Only the closing portion of the entries is to be reproduced: the line containing "Each instance receives one keypoint. Mark the blue sky" through the very last line, exactly as written.

[[ Provided entries open ]]

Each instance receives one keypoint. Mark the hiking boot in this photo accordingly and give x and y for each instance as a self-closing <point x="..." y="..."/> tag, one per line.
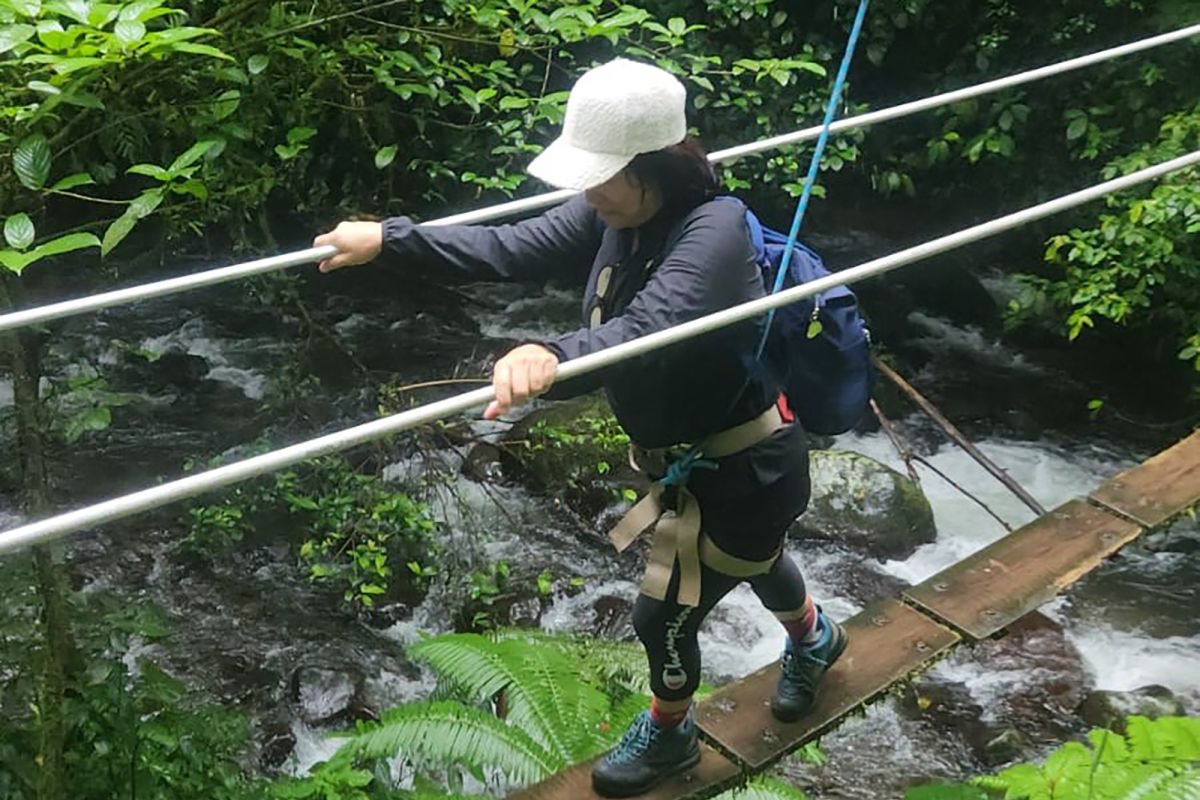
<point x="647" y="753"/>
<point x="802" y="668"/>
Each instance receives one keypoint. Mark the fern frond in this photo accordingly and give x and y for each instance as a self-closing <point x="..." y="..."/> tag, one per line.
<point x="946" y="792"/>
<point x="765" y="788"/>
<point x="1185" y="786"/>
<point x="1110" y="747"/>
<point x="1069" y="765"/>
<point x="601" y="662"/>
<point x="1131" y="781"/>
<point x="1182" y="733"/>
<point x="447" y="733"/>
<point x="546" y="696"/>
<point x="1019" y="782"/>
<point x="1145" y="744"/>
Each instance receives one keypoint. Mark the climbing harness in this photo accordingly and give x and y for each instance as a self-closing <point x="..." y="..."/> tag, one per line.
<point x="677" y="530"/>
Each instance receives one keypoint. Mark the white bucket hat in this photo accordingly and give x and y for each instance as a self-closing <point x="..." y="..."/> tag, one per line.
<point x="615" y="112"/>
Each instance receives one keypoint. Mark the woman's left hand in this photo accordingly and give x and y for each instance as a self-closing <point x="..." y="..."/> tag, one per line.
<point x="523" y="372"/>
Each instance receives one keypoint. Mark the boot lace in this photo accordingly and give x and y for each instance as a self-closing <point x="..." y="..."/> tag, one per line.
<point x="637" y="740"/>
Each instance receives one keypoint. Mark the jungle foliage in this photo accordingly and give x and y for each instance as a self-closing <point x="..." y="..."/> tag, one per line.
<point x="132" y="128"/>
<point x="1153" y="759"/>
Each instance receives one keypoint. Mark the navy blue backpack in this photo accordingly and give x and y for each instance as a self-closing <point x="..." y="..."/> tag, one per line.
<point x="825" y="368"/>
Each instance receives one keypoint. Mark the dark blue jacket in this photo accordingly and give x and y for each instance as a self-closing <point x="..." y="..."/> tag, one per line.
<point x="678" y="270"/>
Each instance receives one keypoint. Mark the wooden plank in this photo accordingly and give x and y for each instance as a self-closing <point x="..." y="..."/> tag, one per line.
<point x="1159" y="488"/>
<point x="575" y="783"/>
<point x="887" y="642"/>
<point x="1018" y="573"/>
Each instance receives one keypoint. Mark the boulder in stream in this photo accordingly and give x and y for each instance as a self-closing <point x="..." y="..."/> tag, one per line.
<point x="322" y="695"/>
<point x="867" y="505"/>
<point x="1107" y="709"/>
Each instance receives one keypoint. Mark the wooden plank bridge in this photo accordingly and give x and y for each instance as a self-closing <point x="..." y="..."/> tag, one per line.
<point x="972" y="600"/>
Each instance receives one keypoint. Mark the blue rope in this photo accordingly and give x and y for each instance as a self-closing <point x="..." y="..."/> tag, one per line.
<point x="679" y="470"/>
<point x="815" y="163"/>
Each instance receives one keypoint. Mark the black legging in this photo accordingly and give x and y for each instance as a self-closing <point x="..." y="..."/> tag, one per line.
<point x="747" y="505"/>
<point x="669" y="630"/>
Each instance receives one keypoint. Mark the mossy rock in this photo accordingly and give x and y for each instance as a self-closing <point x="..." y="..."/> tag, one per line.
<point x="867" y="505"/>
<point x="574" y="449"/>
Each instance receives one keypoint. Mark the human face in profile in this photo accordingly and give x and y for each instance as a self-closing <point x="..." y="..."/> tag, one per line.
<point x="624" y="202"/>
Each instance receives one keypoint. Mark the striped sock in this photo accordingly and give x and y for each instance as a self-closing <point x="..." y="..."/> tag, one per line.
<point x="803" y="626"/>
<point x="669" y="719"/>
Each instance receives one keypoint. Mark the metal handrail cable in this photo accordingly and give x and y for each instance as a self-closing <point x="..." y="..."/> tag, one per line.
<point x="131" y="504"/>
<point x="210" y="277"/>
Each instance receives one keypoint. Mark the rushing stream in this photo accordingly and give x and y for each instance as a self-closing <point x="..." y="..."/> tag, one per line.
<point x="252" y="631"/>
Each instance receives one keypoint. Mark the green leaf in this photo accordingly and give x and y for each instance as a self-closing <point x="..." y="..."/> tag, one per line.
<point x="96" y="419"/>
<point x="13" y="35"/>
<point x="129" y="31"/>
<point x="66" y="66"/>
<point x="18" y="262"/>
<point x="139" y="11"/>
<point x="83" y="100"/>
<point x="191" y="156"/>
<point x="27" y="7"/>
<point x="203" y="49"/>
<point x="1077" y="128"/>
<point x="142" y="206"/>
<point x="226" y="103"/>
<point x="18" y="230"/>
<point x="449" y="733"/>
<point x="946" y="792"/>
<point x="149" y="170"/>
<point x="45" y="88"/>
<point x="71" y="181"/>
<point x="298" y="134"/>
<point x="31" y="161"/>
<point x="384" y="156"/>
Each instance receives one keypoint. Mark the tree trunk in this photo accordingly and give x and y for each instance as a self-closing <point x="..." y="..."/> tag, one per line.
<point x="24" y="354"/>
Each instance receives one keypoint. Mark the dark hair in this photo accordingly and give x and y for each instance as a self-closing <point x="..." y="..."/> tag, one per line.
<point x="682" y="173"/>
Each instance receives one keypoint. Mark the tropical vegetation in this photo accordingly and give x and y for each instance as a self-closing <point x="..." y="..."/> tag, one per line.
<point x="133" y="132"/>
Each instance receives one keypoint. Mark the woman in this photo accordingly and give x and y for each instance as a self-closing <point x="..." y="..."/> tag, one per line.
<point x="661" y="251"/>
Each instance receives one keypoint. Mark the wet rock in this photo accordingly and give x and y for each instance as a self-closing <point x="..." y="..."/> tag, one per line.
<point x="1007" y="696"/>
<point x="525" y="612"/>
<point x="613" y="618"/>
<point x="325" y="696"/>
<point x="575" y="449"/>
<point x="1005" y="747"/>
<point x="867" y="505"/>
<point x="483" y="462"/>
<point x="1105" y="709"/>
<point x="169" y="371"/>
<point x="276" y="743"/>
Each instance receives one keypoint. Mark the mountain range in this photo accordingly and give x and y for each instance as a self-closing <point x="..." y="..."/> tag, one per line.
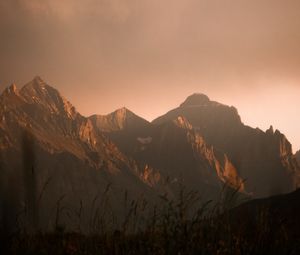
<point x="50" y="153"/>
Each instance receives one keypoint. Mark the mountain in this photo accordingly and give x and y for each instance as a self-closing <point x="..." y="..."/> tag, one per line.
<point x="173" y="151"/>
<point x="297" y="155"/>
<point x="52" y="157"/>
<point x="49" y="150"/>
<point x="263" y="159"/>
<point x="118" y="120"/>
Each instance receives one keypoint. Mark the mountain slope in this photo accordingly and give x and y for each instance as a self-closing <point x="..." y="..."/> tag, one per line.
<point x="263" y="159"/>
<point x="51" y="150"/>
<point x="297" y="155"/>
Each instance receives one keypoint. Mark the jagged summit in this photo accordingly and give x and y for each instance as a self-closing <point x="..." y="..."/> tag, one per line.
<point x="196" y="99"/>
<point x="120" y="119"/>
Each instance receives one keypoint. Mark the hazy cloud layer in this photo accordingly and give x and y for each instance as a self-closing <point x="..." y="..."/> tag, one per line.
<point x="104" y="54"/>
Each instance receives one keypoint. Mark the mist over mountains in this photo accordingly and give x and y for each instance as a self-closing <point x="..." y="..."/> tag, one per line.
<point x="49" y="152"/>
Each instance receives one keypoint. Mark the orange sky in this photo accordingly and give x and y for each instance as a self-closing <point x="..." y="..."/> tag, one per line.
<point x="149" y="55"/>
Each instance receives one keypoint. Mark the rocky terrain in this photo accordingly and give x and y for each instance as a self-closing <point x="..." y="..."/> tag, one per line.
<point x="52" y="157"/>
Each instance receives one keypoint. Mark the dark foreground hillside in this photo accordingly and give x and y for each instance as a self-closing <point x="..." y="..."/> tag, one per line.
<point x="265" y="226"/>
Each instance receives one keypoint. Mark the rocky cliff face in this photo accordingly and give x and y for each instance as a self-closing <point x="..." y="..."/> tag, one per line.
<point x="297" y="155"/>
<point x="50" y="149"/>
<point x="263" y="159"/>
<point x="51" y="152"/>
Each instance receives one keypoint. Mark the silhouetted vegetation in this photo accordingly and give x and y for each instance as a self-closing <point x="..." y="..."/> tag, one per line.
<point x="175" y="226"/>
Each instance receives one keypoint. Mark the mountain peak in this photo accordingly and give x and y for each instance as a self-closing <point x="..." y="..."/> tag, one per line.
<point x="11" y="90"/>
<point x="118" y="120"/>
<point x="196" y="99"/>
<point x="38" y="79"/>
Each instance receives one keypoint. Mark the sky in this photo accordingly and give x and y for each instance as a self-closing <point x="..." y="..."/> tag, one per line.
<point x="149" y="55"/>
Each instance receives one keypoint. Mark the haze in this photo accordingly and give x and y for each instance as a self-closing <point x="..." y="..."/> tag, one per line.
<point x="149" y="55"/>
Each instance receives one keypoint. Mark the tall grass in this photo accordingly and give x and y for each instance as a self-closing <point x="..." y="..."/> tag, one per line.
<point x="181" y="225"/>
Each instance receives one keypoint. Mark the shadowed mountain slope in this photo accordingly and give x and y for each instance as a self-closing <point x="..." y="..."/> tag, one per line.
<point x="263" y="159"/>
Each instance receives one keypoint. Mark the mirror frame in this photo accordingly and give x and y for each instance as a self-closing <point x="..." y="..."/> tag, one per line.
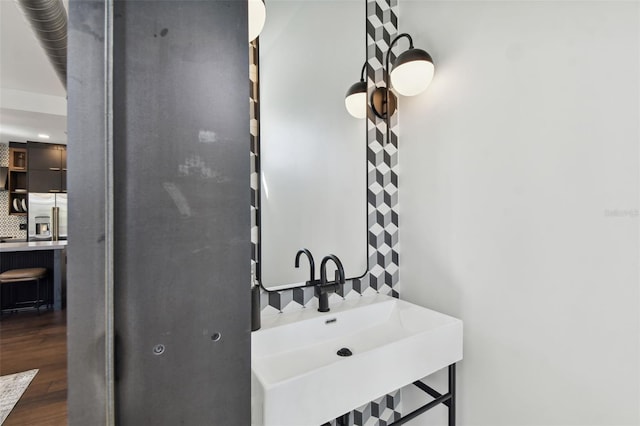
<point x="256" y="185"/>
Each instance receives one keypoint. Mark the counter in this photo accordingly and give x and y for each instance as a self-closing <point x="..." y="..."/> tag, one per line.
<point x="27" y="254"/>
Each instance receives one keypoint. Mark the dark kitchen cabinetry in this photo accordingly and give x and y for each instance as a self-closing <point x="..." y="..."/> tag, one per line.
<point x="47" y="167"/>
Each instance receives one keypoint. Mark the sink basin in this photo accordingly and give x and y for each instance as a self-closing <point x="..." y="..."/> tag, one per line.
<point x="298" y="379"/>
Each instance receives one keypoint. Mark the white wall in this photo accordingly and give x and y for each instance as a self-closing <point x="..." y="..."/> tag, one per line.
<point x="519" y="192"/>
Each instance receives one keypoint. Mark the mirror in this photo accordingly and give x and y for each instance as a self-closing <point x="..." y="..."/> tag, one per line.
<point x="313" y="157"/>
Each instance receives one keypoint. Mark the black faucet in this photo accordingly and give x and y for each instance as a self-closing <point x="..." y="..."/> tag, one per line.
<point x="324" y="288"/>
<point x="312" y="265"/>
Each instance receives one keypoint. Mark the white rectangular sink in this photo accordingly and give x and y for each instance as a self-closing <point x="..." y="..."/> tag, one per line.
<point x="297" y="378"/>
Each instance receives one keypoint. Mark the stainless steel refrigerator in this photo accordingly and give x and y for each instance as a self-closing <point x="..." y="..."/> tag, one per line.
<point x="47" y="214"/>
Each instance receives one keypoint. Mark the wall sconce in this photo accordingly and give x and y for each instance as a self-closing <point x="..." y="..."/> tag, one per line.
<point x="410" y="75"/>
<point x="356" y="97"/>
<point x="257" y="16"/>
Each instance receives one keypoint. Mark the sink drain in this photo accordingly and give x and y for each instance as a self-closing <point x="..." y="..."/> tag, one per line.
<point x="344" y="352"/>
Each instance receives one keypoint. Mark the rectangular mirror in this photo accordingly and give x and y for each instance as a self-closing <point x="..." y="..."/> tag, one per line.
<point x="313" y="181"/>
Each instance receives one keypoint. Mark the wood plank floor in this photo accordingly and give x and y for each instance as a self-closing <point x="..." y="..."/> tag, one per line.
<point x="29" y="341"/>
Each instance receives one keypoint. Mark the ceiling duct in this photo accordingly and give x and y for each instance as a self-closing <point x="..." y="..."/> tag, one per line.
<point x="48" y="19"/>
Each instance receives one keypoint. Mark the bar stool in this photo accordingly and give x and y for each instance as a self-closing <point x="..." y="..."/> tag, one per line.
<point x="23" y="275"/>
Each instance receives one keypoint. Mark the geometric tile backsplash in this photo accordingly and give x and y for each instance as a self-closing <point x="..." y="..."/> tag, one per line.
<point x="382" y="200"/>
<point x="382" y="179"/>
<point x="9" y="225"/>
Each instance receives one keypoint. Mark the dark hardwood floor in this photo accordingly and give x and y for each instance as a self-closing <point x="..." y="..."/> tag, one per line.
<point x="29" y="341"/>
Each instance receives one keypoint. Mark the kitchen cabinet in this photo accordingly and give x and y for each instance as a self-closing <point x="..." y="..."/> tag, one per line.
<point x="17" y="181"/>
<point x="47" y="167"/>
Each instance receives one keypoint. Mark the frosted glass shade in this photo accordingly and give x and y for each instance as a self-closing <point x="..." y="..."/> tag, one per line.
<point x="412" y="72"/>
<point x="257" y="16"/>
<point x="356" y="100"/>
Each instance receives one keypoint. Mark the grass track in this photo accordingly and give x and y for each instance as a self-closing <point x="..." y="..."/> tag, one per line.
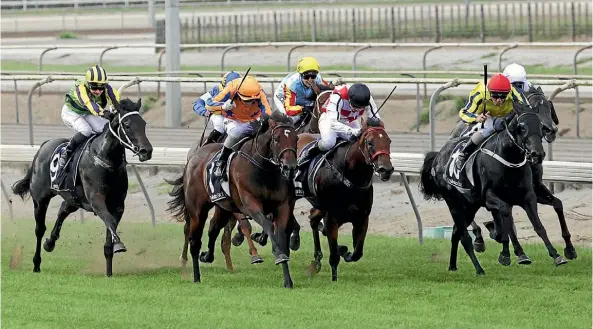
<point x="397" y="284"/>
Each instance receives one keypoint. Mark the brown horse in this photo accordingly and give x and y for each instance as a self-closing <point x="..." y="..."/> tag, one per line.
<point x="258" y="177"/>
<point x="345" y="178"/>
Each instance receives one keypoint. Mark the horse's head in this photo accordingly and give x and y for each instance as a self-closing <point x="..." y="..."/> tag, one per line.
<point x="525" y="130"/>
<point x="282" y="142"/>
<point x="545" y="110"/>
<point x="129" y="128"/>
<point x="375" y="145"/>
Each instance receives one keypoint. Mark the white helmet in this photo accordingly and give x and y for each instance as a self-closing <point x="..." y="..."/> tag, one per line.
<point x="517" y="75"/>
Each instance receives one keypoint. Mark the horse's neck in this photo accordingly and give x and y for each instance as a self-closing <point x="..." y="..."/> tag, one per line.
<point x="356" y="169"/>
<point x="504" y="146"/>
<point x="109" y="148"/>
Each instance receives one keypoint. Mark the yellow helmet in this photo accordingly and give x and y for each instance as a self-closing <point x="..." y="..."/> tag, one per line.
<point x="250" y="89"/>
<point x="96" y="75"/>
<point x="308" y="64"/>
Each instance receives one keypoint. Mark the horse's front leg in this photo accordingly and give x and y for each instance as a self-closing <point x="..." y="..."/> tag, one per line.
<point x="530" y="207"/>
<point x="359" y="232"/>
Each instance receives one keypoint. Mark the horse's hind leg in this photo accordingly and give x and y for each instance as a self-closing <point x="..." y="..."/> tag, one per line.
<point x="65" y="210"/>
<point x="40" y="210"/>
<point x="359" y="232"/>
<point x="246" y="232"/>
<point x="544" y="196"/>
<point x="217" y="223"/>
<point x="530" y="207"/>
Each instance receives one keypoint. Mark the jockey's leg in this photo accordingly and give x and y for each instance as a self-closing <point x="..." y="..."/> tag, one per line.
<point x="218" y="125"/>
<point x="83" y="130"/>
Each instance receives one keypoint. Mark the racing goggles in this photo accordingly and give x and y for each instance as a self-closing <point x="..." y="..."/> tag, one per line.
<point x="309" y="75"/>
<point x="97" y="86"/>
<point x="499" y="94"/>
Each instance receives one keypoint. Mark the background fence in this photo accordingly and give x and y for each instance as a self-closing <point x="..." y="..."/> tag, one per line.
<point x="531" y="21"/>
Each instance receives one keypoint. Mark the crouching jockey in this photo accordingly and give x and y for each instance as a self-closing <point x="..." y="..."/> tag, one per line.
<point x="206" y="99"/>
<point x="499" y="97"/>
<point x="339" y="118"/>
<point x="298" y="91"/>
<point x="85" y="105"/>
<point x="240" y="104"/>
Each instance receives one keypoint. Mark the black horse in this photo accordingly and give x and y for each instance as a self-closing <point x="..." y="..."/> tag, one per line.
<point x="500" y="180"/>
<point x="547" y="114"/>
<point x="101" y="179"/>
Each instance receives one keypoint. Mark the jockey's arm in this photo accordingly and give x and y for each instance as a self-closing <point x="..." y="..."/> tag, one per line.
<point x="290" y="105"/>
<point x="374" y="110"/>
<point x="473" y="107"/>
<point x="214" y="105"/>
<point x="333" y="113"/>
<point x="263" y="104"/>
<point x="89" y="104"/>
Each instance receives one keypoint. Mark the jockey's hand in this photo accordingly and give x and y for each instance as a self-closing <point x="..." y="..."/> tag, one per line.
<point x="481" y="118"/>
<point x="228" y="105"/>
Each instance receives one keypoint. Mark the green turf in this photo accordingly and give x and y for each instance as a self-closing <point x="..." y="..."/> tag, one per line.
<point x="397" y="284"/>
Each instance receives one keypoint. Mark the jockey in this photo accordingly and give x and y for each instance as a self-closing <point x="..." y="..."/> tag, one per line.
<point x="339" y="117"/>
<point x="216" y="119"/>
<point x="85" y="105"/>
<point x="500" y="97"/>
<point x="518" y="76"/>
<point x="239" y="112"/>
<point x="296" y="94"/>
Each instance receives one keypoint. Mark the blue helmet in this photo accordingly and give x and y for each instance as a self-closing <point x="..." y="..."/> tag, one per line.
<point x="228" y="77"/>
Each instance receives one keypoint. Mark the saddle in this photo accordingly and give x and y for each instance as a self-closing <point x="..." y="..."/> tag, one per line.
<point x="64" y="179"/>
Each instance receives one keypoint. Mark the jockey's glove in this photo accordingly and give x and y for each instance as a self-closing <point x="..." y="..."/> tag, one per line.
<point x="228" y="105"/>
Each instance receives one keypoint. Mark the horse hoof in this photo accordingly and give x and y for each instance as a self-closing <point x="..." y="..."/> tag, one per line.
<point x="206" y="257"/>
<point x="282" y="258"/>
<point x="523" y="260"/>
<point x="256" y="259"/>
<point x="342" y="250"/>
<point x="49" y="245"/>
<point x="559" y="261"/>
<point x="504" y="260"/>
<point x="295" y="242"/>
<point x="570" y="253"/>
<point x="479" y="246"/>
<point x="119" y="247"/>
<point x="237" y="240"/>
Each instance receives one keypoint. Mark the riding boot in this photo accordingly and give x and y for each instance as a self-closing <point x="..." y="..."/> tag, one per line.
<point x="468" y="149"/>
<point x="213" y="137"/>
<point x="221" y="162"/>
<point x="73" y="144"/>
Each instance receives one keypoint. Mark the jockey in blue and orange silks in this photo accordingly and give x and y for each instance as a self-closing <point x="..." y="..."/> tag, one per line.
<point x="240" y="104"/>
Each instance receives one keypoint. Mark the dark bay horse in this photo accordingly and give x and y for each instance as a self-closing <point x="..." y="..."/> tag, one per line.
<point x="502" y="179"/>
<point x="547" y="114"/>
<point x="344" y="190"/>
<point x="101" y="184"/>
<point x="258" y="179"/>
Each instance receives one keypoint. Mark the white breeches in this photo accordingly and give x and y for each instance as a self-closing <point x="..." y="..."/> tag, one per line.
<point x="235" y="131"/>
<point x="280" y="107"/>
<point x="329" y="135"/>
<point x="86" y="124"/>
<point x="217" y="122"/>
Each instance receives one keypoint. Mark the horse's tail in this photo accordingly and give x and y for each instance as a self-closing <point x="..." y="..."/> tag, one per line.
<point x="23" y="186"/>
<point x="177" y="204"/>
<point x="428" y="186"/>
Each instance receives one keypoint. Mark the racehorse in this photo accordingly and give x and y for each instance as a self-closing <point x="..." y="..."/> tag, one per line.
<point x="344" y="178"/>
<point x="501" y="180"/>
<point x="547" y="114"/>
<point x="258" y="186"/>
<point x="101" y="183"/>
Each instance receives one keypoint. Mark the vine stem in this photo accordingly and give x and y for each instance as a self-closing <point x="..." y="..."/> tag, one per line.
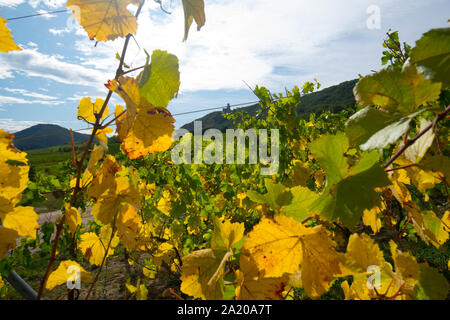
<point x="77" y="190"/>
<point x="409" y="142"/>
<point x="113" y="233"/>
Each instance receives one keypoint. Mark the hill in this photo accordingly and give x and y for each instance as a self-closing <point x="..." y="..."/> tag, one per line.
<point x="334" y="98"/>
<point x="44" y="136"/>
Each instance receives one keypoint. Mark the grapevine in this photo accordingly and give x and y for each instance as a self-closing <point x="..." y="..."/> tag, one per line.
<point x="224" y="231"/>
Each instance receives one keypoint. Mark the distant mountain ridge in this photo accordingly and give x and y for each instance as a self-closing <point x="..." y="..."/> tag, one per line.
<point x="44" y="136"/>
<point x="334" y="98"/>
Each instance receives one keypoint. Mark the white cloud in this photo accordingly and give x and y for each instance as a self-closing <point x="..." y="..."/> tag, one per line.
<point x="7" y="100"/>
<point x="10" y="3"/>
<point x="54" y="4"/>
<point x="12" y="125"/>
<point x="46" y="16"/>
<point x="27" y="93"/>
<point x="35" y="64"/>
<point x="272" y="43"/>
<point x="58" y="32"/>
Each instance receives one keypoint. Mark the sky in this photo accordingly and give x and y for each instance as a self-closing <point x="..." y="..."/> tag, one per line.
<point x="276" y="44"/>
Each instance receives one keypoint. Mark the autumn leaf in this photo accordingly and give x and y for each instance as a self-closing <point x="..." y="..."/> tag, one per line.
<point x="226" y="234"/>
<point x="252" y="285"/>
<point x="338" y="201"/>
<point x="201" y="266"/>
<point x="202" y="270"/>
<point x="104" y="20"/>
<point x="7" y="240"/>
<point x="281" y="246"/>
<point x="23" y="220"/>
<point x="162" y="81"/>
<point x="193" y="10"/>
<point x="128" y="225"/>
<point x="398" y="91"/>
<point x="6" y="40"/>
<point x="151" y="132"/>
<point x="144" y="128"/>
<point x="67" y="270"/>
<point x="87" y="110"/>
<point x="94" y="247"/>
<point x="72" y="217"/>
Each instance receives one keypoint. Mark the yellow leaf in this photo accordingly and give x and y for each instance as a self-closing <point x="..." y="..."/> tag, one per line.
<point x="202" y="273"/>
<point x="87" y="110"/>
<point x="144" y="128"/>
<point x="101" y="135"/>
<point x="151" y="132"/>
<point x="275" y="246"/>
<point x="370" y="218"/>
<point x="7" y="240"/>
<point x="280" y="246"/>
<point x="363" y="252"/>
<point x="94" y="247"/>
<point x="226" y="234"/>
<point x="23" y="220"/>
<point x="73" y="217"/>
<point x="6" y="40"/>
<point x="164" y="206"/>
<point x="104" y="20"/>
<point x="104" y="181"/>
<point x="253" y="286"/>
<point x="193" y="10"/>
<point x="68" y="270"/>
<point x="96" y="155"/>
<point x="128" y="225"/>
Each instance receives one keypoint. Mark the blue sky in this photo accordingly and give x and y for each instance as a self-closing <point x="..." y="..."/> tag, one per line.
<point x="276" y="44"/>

[[ Provided entries closed ]]

### Exercise output
Each instance receives one keypoint. Mark the blue sky in this photo accordingly and give x and y for each instance as a self-closing <point x="..." y="..."/> tag, one per line.
<point x="276" y="44"/>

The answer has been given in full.